[RECORDS FOR THE EXERCISE — start]
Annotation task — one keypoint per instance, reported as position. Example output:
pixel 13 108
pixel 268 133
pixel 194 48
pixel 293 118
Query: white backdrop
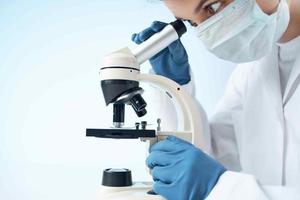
pixel 50 52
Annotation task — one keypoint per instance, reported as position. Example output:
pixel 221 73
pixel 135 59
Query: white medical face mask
pixel 242 32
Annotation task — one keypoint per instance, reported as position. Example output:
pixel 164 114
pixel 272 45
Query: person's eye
pixel 213 8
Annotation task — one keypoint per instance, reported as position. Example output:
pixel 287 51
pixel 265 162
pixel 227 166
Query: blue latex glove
pixel 181 171
pixel 172 62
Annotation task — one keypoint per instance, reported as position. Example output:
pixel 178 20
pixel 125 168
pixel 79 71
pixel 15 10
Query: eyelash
pixel 211 9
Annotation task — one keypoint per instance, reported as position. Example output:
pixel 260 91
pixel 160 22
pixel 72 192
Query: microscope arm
pixel 192 121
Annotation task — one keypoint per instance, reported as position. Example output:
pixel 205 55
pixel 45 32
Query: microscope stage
pixel 121 133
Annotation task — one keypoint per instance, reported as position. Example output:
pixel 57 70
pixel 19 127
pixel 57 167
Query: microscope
pixel 120 82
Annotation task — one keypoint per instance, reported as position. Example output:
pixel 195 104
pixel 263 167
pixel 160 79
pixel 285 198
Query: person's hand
pixel 172 62
pixel 181 171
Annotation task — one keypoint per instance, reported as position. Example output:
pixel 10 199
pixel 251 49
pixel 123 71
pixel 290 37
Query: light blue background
pixel 50 54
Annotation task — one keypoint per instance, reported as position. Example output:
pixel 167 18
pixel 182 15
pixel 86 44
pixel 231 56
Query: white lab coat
pixel 255 133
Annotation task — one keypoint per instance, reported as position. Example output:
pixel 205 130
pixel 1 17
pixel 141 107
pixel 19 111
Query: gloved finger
pixel 138 38
pixel 163 146
pixel 164 174
pixel 155 27
pixel 159 158
pixel 162 188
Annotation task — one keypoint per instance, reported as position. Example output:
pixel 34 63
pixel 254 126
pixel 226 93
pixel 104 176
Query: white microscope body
pixel 123 67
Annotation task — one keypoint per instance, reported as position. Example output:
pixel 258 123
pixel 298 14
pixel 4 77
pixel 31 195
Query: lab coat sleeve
pixel 222 130
pixel 237 186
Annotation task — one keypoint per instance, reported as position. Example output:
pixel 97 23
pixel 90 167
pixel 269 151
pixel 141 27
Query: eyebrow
pixel 200 4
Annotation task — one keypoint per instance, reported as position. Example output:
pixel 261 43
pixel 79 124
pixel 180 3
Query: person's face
pixel 197 11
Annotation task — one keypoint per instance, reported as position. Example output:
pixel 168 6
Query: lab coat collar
pixel 293 81
pixel 271 79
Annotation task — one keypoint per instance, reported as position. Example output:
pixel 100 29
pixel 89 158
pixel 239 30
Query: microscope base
pixel 136 192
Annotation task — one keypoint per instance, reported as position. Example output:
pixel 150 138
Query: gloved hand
pixel 172 62
pixel 181 171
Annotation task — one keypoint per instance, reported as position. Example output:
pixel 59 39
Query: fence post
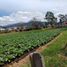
pixel 36 60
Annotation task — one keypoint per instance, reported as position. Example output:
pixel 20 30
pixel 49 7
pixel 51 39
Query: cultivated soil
pixel 24 60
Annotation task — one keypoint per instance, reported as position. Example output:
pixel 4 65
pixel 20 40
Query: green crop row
pixel 13 45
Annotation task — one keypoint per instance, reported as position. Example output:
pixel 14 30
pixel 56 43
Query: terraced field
pixel 13 45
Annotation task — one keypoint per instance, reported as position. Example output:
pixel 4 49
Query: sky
pixel 13 11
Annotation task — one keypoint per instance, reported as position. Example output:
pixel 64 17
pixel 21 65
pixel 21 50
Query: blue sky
pixel 13 7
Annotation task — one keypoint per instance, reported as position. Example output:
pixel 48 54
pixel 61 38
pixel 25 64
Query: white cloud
pixel 20 16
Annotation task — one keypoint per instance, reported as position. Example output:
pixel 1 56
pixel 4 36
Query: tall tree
pixel 62 19
pixel 50 18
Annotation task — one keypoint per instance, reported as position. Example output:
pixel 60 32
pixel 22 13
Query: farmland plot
pixel 13 45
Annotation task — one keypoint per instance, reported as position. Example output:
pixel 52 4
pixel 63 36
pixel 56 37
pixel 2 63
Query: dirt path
pixel 25 60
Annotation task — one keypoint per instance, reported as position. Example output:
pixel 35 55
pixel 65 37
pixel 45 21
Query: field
pixel 55 55
pixel 13 45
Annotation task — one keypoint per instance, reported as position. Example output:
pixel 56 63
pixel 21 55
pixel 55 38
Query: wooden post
pixel 36 60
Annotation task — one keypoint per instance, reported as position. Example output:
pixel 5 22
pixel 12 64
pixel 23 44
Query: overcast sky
pixel 27 8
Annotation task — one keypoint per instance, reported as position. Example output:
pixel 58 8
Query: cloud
pixel 20 16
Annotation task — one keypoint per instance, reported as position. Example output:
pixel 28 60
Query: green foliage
pixel 15 44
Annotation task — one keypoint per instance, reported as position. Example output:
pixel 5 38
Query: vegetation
pixel 54 54
pixel 13 45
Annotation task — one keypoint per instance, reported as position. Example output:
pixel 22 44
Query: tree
pixel 50 18
pixel 62 19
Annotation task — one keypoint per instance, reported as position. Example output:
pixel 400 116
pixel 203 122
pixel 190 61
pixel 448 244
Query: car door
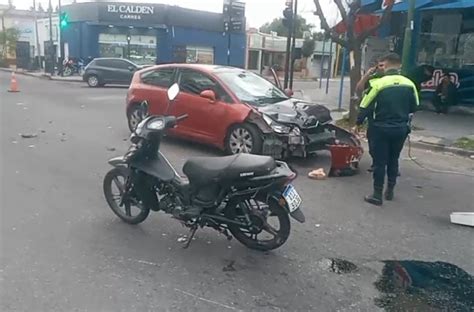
pixel 203 114
pixel 154 87
pixel 121 71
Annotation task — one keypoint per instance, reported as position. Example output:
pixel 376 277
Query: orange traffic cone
pixel 13 84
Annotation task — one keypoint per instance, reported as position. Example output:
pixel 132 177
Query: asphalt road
pixel 62 249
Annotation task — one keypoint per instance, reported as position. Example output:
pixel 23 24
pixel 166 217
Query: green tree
[RECORDS FOR THE EXERCISE — finish]
**REQUIREMENT**:
Images should not appear in the copy; retype the listing above exactly.

**SOLUTION TO THE PROBLEM**:
Annotation task — one keypoint per instance, reported as position. Example output:
pixel 13 108
pixel 268 133
pixel 194 48
pixel 293 118
Query: white backdrop
pixel 50 52
Annotation task — one keypoint per instance, reported as position. Example output:
pixel 221 73
pixel 135 59
Query: white medical face mask
pixel 242 32
Annotation task — one keypoint per instance, reported as position. Example output:
pixel 164 114
pixel 272 45
Query: person's eye
pixel 213 8
Annotation task — one keypoint per instance, reported as position. Example output:
pixel 287 51
pixel 265 162
pixel 227 166
Query: blue latex glove
pixel 181 171
pixel 172 62
Annotation task — one keypoint per instance, reported as position. Example output:
pixel 178 20
pixel 125 168
pixel 79 71
pixel 15 10
Query: eyelash
pixel 211 9
Annotation task — one keypoint per instance, reported as position. Example output:
pixel 260 91
pixel 160 22
pixel 72 192
Query: microscope arm
pixel 192 121
Annotation task — one keypoint per instance, reported as position. Example output:
pixel 205 55
pixel 45 32
Query: microscope stage
pixel 121 133
Annotation task — one keypoint per instance, reported as position. Example output:
pixel 57 70
pixel 19 127
pixel 57 167
Query: microscope
pixel 120 82
Annotation task — one keypoint per instance, reported as position. Example output:
pixel 195 104
pixel 263 167
pixel 160 79
pixel 285 198
Query: person's hand
pixel 172 62
pixel 181 171
Annotation task — one keypoint per instance, reported as position. Example output:
pixel 10 199
pixel 251 49
pixel 123 71
pixel 290 37
Query: light blue background
pixel 50 54
Annotation task — one keypoint per instance, reported as position. Example output:
pixel 167 18
pixel 182 15
pixel 86 44
pixel 231 56
Query: white lab coat
pixel 255 133
Annotation task — one keypoint per instance, reported as position. Example output:
pixel 205 130
pixel 1 17
pixel 141 107
pixel 19 111
Query: gloved finger
pixel 138 38
pixel 163 146
pixel 164 174
pixel 155 27
pixel 159 158
pixel 162 188
Annotation task — one keypoint per instance, reported as position. Example output:
pixel 34 63
pixel 254 126
pixel 226 93
pixel 104 176
Query: white microscope body
pixel 123 67
Annotation task — one keypoint per instance, reported as position. Example output:
pixel 258 123
pixel 298 14
pixel 4 77
pixel 31 195
Query: lab coat sleeve
pixel 222 130
pixel 237 186
Annotation task — one keypoint per instance, reported as position. Example output:
pixel 97 23
pixel 90 167
pixel 269 151
pixel 141 27
Query: eyebrow
pixel 200 4
Annotation task — one keypoint per instance, reported as position. Example output:
pixel 261 43
pixel 79 124
pixel 180 3
Query: person's face
pixel 197 11
Annotation task — one keypoint per instance, reported as position. Example output:
pixel 168 6
Query: lab coat collar
pixel 293 81
pixel 271 79
Annotation task — one keypoint per instance, reported as position. Example output:
pixel 100 29
pixel 89 158
pixel 239 30
Query: microscope base
pixel 136 192
Annotation task — one keypoint per instance, reported as position. Example output:
pixel 150 138
Query: gloved hand
pixel 172 62
pixel 181 171
Annotation task — one keypoint per instance, reported as position. Example output:
pixel 59 39
Query: fence post
pixel 36 60
Annotation task — one keypoint per instance, reported as position. Example output:
pixel 20 30
pixel 49 7
pixel 51 39
Query: cultivated soil
pixel 24 60
Annotation task — one keypoint per instance, reported as position. Example output:
pixel 4 65
pixel 20 40
Query: green crop row
pixel 13 45
Annotation task — one keypoint per instance, reported as position. Example output:
pixel 14 30
pixel 56 43
Query: terraced field
pixel 13 45
Annotation task — one keypoint per instance, reported as position. Example output:
pixel 4 49
Query: sky
pixel 13 11
Annotation task — one keypoint per instance, reported as position. Example output:
pixel 64 17
pixel 21 65
pixel 21 50
Query: blue sky
pixel 13 7
Annotation task — one keypoint per instance, reported as position. Example output:
pixel 48 54
pixel 61 38
pixel 25 64
Query: white cloud
pixel 20 16
Annotation task — one keypoint per instance, reported as position. Example output:
pixel 1 56
pixel 4 36
Query: tall tree
pixel 62 19
pixel 50 18
Annotation task — one keypoint per instance, reported as position. Example output:
pixel 60 32
pixel 22 13
Query: farmland plot
pixel 13 45
Annotation task — one keypoint per instance, reported as position. Example output:
pixel 52 4
pixel 63 36
pixel 56 37
pixel 2 63
Query: dirt path
pixel 25 60
Annotation task — one keypoint per instance, reported as position. Example output:
pixel 35 55
pixel 65 37
pixel 45 21
Query: field
pixel 55 55
pixel 13 45
Annotation task — one keypoint per instance, reported as position. Example output:
pixel 56 63
pixel 21 55
pixel 55 38
Query: wooden post
pixel 36 60
Annotation task — one keypoint per instance, reported as position. Example output:
pixel 5 22
pixel 12 64
pixel 23 44
Query: overcast sky
pixel 27 8
Annotation task — one keypoint per instance, reported as position. Example output:
pixel 58 8
Query: cloud
pixel 20 16
Annotation task — one keypoint per instance, reported as position. Example output:
pixel 28 60
Query: green foliage
pixel 15 44
Annotation task — one keypoint per instance, reported as position. Example output:
pixel 5 38
Query: vegetation
pixel 54 54
pixel 13 45
Annotation task — one keypoint per instance, reported as position. Example output:
pixel 22 44
Query: tree
pixel 50 18
pixel 62 19
Annotation task — one keypoint per instance, reported as position. Example output:
pixel 400 116
pixel 203 122
pixel 190 61
pixel 448 244
Query: car door
pixel 203 114
pixel 154 87
pixel 121 71
Annotation task — one keypoint per instance, reported as position. Example output:
pixel 376 277
Query: orange traffic cone
pixel 13 84
Annotation task — one keypoint per instance, reported as position. Example output:
pixel 132 177
Query: asphalt road
pixel 62 249
Annotation task — one keypoint per instance, reported as position. Example output:
pixel 23 24
pixel 166 217
Query: green tree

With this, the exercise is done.